──────── EXERCISE INPUTS ────────
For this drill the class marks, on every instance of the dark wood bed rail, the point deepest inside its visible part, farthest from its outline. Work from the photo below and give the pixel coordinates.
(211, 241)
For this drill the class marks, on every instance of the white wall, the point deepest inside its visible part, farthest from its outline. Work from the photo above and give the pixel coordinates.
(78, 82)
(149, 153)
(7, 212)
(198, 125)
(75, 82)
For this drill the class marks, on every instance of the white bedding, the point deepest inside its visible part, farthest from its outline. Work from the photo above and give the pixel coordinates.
────────
──────── EXERCISE INPUTS ────────
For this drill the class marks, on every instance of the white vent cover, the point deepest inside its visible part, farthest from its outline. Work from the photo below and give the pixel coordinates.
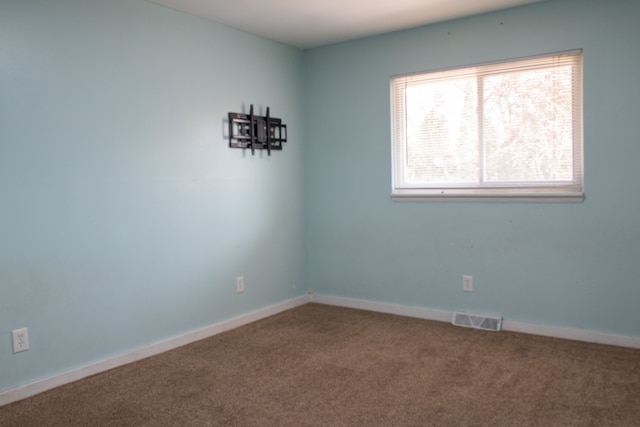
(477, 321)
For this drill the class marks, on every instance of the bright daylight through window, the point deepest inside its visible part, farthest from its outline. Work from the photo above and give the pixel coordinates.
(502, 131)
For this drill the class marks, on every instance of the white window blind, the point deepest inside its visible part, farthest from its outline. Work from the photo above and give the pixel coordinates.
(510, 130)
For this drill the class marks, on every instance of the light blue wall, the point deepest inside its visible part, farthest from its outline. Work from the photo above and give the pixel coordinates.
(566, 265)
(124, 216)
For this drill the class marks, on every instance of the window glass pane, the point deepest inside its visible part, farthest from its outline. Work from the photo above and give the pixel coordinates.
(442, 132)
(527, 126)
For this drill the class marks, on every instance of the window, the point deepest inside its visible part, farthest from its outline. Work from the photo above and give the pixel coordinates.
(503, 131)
────────
_WRITTEN PROBLEM_
Pull out the part of the items that opens with the line containing "white wall, the" and closes with the line containing "white bedding, the", and copy it word for word, both of those lines included.

_ANSWER BELOW_
For this drill the class marks, on every instance of the white wall, the point deepest inside its visible part, farthest from its outline. Work from the photo above and give the pixel coordinates.
(78, 82)
(149, 153)
(7, 212)
(198, 125)
(75, 82)
For this drill the class marks, on every instance of the white bedding, the point deepest inside its visible part, farthest from its outline. Work from the photo above and give the pixel coordinates.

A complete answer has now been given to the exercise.